**Problem set**:
1. From the iTunes eBook text, could you return the passage that begins at the words "2. If the metadata" and stops after the words "input that data."?
2. Does the iTunes eBook text support each statement below? Answer yes or no for each, and quote the deciding words from the text.
(a) Jason Weaver says metadata can be changed through File > Get Info.
(b) Jason Weaver blames Apple for the lack of metadata.
(c) The second response holds the distributors responsible for the metadata problem.
3. Which companies are named in the second response of the iTunes eBook text?

But that metadata! That will be covered in the next post. This is very serious business and will work against Apple’s efforts and the selling ability of every eBook publisher.

2 responses to “iTunes ePub eBooks: Display Options

  1. Jason Weaver

    Mike, Don’t know if you realise but you can change a lot of the metadata by selecting an item and going to File > Get Info. It’s still a fudge, trying to cover music, TV shows, films, etc. But most of the crappy examples you cite above (haggis) are from inconsistent formatting by writers and publishers. It’s the same with music. Most of the time when you import a file, you end up re-formatting the metadata to your own satisfaction or filling in the blanks. I agree that Apple should work on a more elegant solution but the lack of metadata isn’t really their fault. Anyway, have a play with the extra Info options if you haven’t already discovered it. You can change genre and groupings and, once you get the hang of it, make some pretty sophisticated combinations.

  2. If the metadata is just being carried over from Smashwords when the ebooks are sent Apple, Sony, etc. then the problem isn’t the distributors’ fault.

    It’s the authors. Authors & publishers are the ones who input that data.

    You have to choose your keywords wisely, but some will just throw anything in order to have their titles show up in the searches more often.

**Record set**:
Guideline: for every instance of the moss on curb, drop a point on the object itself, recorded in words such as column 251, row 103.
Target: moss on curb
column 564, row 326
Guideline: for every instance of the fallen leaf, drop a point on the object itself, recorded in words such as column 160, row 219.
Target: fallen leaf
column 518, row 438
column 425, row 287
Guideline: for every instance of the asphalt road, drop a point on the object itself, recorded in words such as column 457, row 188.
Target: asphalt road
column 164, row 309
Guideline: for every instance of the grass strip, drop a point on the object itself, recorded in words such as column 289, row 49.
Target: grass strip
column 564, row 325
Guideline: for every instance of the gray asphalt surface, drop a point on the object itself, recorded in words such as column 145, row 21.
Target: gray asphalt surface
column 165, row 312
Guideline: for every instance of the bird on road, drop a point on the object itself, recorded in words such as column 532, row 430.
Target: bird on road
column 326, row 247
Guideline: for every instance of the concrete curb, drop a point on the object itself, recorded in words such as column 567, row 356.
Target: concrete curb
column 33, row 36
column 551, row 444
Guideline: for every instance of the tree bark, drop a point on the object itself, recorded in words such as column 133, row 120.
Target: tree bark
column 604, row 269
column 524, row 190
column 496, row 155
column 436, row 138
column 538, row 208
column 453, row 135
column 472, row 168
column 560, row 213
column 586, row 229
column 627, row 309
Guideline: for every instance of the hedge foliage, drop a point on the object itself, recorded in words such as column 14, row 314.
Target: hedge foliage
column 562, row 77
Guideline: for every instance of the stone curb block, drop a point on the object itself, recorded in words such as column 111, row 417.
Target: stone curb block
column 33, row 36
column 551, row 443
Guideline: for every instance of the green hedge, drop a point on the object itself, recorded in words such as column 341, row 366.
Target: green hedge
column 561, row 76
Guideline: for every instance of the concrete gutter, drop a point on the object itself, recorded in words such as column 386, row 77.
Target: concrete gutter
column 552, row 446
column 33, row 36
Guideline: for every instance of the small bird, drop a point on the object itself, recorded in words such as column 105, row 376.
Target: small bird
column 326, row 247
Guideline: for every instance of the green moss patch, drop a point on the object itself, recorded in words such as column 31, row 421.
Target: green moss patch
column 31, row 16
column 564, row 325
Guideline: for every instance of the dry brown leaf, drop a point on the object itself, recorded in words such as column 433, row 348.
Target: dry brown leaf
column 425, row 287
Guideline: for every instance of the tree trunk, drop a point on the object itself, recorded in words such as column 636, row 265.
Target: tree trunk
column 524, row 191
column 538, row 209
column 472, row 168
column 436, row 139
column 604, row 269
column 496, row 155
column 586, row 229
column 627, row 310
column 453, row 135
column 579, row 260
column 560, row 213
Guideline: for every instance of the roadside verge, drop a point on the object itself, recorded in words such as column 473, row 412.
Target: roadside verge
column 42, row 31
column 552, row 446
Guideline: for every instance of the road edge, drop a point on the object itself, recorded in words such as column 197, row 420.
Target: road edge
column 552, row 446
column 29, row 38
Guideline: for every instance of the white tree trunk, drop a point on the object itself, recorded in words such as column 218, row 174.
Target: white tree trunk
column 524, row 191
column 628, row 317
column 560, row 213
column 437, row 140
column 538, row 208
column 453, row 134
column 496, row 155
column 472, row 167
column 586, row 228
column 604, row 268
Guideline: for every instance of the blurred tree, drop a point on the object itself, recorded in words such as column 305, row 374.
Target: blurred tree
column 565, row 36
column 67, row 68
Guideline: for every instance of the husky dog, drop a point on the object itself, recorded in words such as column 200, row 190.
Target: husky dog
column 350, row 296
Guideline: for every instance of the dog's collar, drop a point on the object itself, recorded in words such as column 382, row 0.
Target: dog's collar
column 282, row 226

**Set of answers**:
1.
2. If the metadata is just being carried over from Smashwords when the ebooks are sent Apple, Sony, etc. then the problem isn’t the distributors’ fault.

    It’s the authors. Authors & publishers are the ones who input that data.

2.
(a) Yes: "you can change a lot of the metadata by selecting an item and going to File > Get Info."
(b) No: "the lack of metadata isn’t really their fault."
(c) No: "then the problem isn’t the distributors’ fault."

3. Smashwords, Apple, Sony